*WRITTEN PROBLEM 1*
List every party named in the Bowers case as described in the excerpt on voluntary dismissal under Rule 41(a).
*WRITTEN PROBLEM 2*
Answer these questions from the excerpt on voluntary dismissal under Rule 41(a):
(a) Which docket number is cited for the plaintiff's argument?
(b) Which court decided Bowers, and in what year?
(c) In which court was Temple's notice of dismissal filed while the case was on appeal?

Plaintiff cites several cases that it claims support the proposition that a plaintiff can voluntarily dismiss part of an action by a notice pursuant to Rule 41(a). (Dkt. No. 32 at 2).
First, in Bowers v. National Collegiate Athletic Ass'n, 346 F.3d 402, 413 (3d Cir. 2003), a party filed a notice of dismissal of its third-party complaint against one of several defendants. The Third Circuit stated that “we see no reason why Temple should not be able partially to dismiss its third-party complaint as authorized by Rule 41(a).” Id. The Third Circuit did question whether the notice was effective when it was filed because it was filed in the district court when the case was on appeal, but remanded “on the basis of our understanding that Temple continues to wish to dismiss Memphis from the case and thus, on the remand we are ordering, will refile its notice of dismissal.” Id. at 414. While the case supports the proposition that a plaintiff can use Rule 41(a) to dismiss all claims against one of many defendants, it does not speak to dismissing one claim of many against a defendant(s).

*INFORMATION SHOWN*
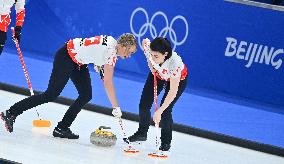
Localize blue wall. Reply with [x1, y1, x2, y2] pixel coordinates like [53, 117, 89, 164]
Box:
[6, 0, 284, 108]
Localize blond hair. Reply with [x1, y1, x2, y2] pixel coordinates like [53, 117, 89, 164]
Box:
[117, 33, 137, 47]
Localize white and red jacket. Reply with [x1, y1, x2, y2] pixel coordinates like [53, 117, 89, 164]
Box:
[0, 0, 25, 32]
[143, 42, 187, 81]
[67, 35, 117, 69]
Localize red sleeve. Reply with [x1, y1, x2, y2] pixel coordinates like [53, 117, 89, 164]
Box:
[16, 9, 26, 26]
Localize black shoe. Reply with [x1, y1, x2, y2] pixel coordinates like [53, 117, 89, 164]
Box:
[123, 130, 147, 143]
[53, 127, 79, 139]
[159, 143, 171, 151]
[0, 110, 16, 133]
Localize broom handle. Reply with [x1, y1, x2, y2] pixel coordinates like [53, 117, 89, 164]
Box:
[153, 72, 159, 150]
[11, 27, 41, 120]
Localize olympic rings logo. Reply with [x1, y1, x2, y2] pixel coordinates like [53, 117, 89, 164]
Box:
[130, 7, 188, 51]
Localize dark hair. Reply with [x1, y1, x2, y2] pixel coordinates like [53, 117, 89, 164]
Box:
[150, 37, 172, 60]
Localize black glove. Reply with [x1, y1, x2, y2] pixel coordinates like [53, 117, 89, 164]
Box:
[15, 26, 22, 44]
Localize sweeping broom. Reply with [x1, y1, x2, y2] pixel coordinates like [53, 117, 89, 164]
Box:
[11, 27, 51, 127]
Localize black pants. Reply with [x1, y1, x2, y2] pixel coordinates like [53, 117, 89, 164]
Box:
[0, 31, 7, 55]
[9, 45, 92, 129]
[138, 72, 187, 144]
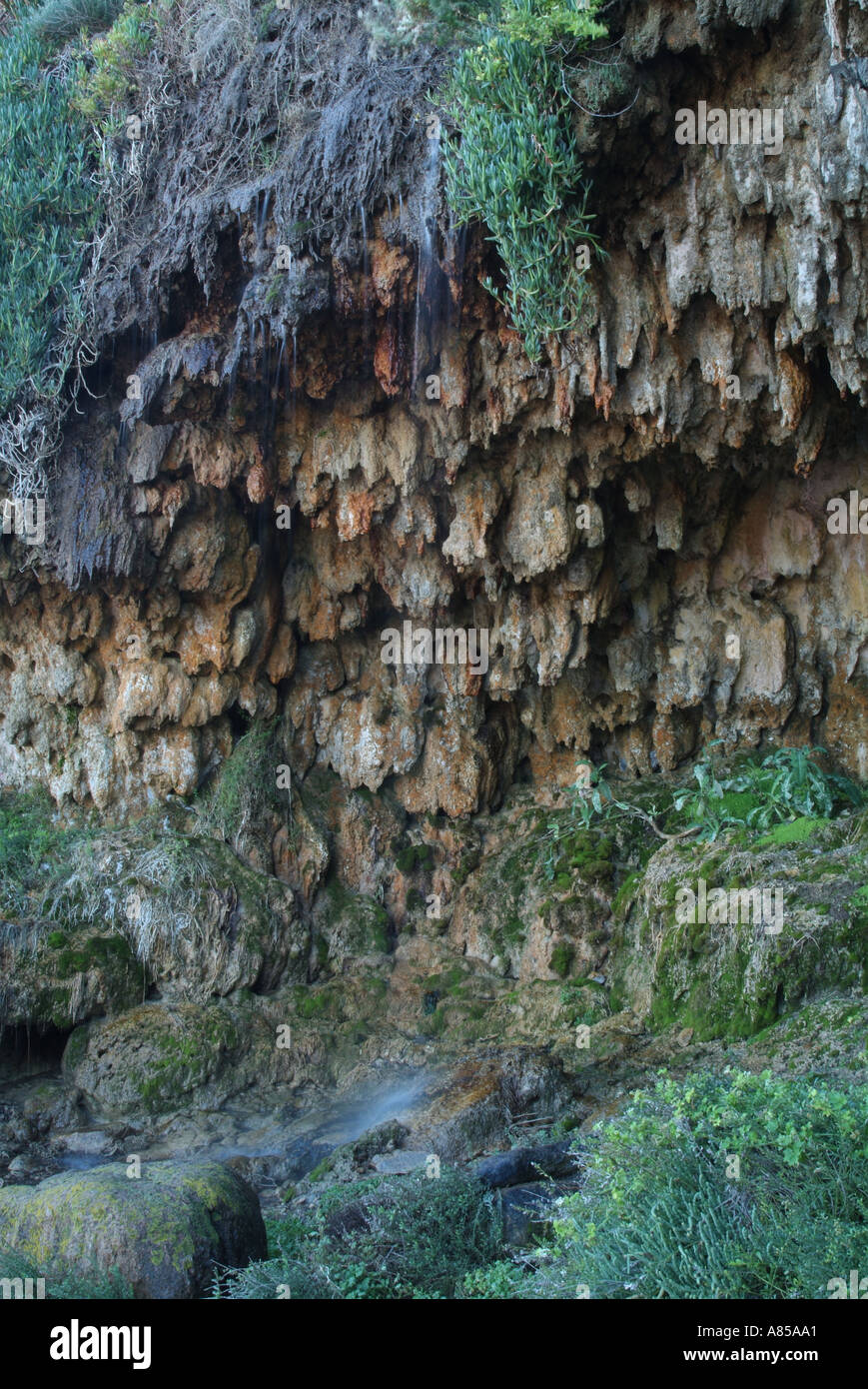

*WRITTEN REPLY 1*
Bowers
National Collegiate Athletic Ass'n
Temple
Memphis

*WRITTEN REPLY 2*
(a) Dkt. No. 32
(b) The Third Circuit, in 2003
(c) The district court